▶ Extrait du document
____

La dissertation requiert :

   

  • Une méthode.

    Une méthode est un ensemble de règles auxquelles il convient de conformer la conduite de sa réflexion. Quel que soit le sujet à traiter, ces règles doivent être respectées. Ce respect ne préjuge pas de la qualité de votre réflexion car celle-ci est aussi tributaire de la richesse des contenus,  mais il lui confère sa validité formelle. Ce n’est pas suffisant mais c’est nécessaire.  

   

  • Une culture.

    On ne réfléchit pas dans le vide. La culture est ce qui a été acquis soit par l’expérience soit par l’école, les lectures etc. Plus elle est riche, plus l’horizon s’élargit. Il est vain de croire que l’on peut faire la lumière sur une question sans connaissances. D’où la nécessité des cours. La plupart du temps, on ne peut pas traiter philosophiquement un sujet sans culture philosophique. On entend par là, la compréhension des concepts dans leur précision et leur rigueur ; une sensibilisation aux problématiques que les grands maîtres ont élucidées chacun à leur manière. Mais si elle nourrit la réflexion, la culture ne saurait se substituer à elle. Une dissertation ne consiste jamais à énumérer des thèses d’auteurs, à réciter un cours, à juxtaposer des propos généraux, même fort savants. Elle consiste à affronter un problème dans une démarche progressive afin d’arriver par un cheminement cohérent à une conclusion. Ce qui importe ce n’est pas seulement le contenu de la conclusion, c’est la manière dont vous y arrivez.  (Souvenez-vous que ce n’est pas le contenu d’un énoncé qui fait son caractère doxique, c’est que celui qui l’énonce ne peut pas le fonder sur un ordre de raisons. Inutile donc de masquer l’indigence d’un acte de pensée derrière l’autorité d’une référence).  

   

  • Une puissance de réflexion.

    Il faut bien avouer que cette puissance n’est pas également répartie. Par exemple, les professeurs qui ne sont que des élèves plus expérimentés que ceux qui leur sont confiés n’ont pas la puissance de réflexion des maîtres qui ne sont pas à leur tour des élèves (les grands esprits. Cf. texte de Léo Strauss [1]).

____

▶ Objectif
D'après l'extrait sur la dissertation, quelles sont les trois choses que requiert la dissertation ? Les lignes qui viennent ensuite forment un matériau distinct de l'extrait.

▶ Données enregistrées
____

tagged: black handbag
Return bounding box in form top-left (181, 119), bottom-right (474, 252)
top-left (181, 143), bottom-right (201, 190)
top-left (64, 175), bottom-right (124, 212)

____

▶ Résultat complet
Une méthode, une culture et une puissance de réflexion.